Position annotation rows
*-*-*
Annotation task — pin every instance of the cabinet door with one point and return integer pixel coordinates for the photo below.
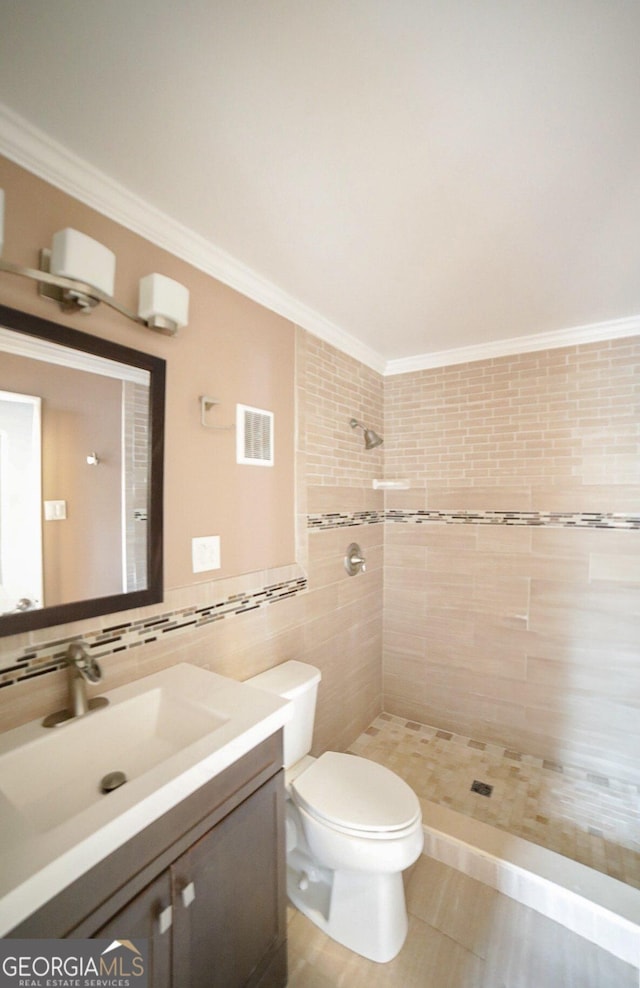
(148, 916)
(229, 896)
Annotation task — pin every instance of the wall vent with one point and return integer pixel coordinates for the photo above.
(254, 436)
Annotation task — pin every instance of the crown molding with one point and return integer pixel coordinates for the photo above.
(40, 154)
(590, 333)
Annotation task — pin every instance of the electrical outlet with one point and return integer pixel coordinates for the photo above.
(205, 553)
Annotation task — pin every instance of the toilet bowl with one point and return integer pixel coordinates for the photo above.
(352, 826)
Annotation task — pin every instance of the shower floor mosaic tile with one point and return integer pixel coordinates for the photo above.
(586, 817)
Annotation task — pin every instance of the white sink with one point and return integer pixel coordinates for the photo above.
(169, 734)
(54, 777)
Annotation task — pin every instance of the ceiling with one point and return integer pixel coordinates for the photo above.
(419, 175)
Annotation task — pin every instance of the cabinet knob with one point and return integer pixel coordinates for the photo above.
(165, 919)
(188, 894)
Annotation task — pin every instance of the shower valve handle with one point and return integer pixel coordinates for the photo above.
(354, 561)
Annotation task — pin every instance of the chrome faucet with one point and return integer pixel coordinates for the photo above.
(83, 669)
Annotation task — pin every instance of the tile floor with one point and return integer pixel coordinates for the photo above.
(462, 934)
(587, 817)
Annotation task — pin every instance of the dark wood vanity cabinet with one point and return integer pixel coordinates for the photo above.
(208, 892)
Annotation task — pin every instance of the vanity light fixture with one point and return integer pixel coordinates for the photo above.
(79, 273)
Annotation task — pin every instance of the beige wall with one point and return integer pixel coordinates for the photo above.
(233, 350)
(265, 607)
(521, 630)
(523, 633)
(81, 412)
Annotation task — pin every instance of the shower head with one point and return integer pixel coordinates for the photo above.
(371, 438)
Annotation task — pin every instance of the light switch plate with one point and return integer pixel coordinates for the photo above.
(205, 553)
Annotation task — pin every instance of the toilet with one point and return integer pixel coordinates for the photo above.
(352, 826)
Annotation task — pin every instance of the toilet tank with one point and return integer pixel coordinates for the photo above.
(297, 682)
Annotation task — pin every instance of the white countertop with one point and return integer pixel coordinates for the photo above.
(38, 860)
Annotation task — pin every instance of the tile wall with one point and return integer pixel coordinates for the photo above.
(512, 562)
(311, 611)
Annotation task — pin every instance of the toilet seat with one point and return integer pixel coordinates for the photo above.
(356, 796)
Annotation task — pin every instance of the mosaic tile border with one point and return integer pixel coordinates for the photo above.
(549, 519)
(340, 519)
(31, 663)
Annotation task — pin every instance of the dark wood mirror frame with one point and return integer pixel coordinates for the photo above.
(21, 322)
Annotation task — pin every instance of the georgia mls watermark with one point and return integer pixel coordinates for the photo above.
(73, 964)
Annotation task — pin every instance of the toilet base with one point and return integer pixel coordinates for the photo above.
(364, 912)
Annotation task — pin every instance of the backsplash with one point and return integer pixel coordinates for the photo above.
(30, 663)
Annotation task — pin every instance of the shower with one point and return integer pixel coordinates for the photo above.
(371, 438)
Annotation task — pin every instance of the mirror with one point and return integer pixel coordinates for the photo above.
(81, 474)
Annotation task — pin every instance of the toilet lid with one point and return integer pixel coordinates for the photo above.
(356, 793)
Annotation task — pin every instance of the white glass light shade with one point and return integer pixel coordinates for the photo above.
(164, 299)
(75, 255)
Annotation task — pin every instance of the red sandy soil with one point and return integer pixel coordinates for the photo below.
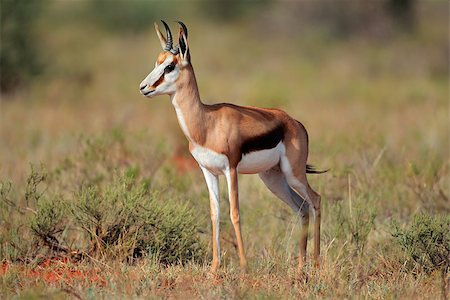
*-*-*
-- Prompt --
Filter the rows above down to only the lines containing the string "wall", treating uppercase and lowercase as different.

-- The reply --
Annotation task — pin every instance of the wall vent with one point and return integer pixel coordinates for the photo above.
Annotation task — pin every instance of the beige wall with one point and return integer pixel coordinates for the photo above.
Annotation task — pin every instance of the tile wall with one point and return integer pixel coordinates for the photo above.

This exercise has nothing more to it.